### [Assignment]
Your output must match the records exactly, line for line.

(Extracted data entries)
──────────────────────────────

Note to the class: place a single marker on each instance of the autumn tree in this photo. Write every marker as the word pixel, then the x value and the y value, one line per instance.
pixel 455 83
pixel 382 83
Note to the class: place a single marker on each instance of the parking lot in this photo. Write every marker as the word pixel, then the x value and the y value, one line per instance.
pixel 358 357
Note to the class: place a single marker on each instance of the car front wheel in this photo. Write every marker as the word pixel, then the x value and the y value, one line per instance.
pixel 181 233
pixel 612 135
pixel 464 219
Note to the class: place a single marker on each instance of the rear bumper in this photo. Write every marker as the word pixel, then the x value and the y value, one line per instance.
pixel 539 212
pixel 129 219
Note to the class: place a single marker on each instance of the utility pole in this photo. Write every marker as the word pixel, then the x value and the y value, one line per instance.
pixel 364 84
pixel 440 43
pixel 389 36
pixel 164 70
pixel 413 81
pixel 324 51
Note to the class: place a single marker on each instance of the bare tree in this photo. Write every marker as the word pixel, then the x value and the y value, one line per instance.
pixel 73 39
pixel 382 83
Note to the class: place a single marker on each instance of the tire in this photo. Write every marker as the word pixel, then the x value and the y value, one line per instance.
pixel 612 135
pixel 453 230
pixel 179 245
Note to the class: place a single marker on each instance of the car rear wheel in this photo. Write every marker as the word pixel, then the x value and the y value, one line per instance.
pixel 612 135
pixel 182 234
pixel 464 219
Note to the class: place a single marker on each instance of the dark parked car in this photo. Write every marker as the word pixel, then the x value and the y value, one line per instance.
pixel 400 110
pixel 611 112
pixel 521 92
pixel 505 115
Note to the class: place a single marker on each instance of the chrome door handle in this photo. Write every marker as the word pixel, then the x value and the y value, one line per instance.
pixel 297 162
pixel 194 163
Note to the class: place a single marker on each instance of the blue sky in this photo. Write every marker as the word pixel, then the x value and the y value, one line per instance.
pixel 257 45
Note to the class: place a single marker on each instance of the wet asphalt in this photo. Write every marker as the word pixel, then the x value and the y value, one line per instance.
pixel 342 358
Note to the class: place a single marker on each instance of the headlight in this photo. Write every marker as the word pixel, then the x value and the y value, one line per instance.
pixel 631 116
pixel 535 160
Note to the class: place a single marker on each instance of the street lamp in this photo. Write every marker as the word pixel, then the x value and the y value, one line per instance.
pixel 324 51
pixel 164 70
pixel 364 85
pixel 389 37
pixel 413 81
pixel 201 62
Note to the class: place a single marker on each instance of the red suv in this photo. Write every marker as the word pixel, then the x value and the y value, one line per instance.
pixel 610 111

──────────────────────────────

### [Response to the task]
Note to the class: place a single marker on each instance of the autumn tree in this photo. Write every marker as the word pixel, then the x value and the y value, one line per instance.
pixel 455 83
pixel 382 83
Note to the class: place a single marker on each instance of the parking lot in this photo. Write every marker as the word pixel, then the x value and the y value, one line per instance.
pixel 358 357
Note to the class: place a single marker on each instance of the car front wheel in this photo. Write every marker as the word pixel, then the x value and the y value, one line per instance.
pixel 181 233
pixel 612 135
pixel 464 219
Note to the class: place a single marker on each instance of the rear bumper in this photo. Write every marker as the word pixel, then the x value and the y value, one line per instance.
pixel 539 212
pixel 129 219
Note to the class: place a single marker on each instance of the utility pole in this photo. Write every marker as the word pixel, then the x value and the y value, one line per instance.
pixel 364 84
pixel 440 43
pixel 389 36
pixel 164 70
pixel 413 81
pixel 324 51
Note to the class: place a single marker on each instance of the bare tree in this photo. Write every marker as the word pixel, then the x value and the y value, one line per instance.
pixel 73 39
pixel 382 83
Note to the class: place a single marker on each instance of the tire in this photo. Write every marker as the word pixel, then the x value and the y value, one line per instance.
pixel 612 135
pixel 453 230
pixel 179 245
Note to the class: place a single marker on each instance of the car rear wheel in this photo. Write every marker as the word pixel, then the x value and the y value, one line per instance.
pixel 612 135
pixel 182 234
pixel 464 219
Note to the class: place a single marker on each instance of the dark parked car in this photo. Write every marker as the word pixel, then the x value and the y value, one line per instance.
pixel 400 110
pixel 611 112
pixel 521 92
pixel 505 115
Note to the class: place a single marker on each instance of the chrome door handle in this photo. Write every marker as the word pixel, then the x value and the y value, one line per instance.
pixel 297 162
pixel 194 163
Note to the class: place a single marker on each instance of the blue sky in this photo. Write every marker as the word pixel, then the x value and the y value, one line per instance.
pixel 257 45
Note to the class: place a single marker on each instance of the wet asphalt in this photo. Write every marker as the word pixel, then the x value and the y value, one line per instance.
pixel 342 358
Note to the class: place a single marker on each instance of the headlight in this photo. Write every marker as the word pixel, then the x value and the y value, one line per instance.
pixel 631 116
pixel 535 160
Note to the class: place a single marker on each instance of the street lamp in this photo. Write every marker as the word pixel, then the x value and the y value, one line per instance.
pixel 324 51
pixel 164 70
pixel 364 85
pixel 389 37
pixel 413 81
pixel 201 62
Note to the class: place a single marker on each instance of the red suv in this photo. Write every marker as the word pixel, then the x value and the y value, one line per instance.
pixel 610 111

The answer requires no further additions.